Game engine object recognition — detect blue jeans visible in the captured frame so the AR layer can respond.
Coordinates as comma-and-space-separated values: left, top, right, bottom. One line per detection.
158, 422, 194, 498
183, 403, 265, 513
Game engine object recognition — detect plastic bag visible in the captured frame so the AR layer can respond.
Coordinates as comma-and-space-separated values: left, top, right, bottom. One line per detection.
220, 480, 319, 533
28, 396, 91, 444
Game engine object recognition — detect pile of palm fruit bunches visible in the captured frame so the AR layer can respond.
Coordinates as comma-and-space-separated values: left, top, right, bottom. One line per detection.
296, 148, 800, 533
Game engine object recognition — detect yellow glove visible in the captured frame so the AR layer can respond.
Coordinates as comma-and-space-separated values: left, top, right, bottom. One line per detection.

• • • • •

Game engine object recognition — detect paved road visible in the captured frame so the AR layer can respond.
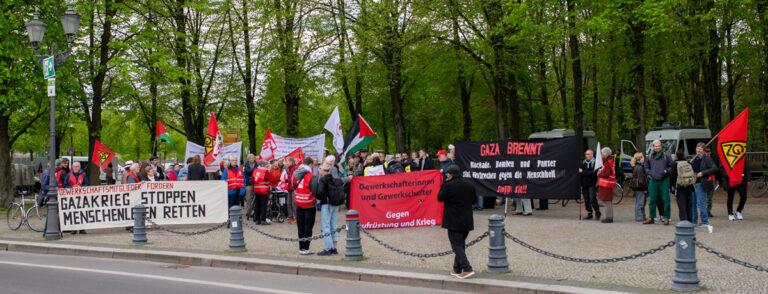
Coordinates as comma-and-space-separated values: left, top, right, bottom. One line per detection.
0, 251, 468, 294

• • • • •

**What needs to be done:**
Recast the part of the material that opens with the line containing "Game engine object recognition — detect blue" and closes with the line containing "28, 396, 91, 444" as a Markdown table. Put each line's number in a column headed Row and the line itself in a column headed Text, and leave out blank lines.

**Solution:**
| Row | Text |
|---|---|
| 1 | Game engine object recognition — detect blue jeans visible in the captured frame so the AR layer can respond. |
| 2 | Coordinates as comma-and-space-separated values: left, top, right, bottom. One line per detection. |
| 3 | 158, 422, 194, 498 |
| 4 | 183, 403, 265, 513 |
| 5 | Game engine object recognition — detect plastic bag visible in the captured frame so the AR layer can respond. |
| 6 | Coordinates as comma-and-space-separated values: left, top, right, bottom. One line per detection. |
| 7 | 220, 480, 319, 533 |
| 8 | 28, 396, 91, 444 |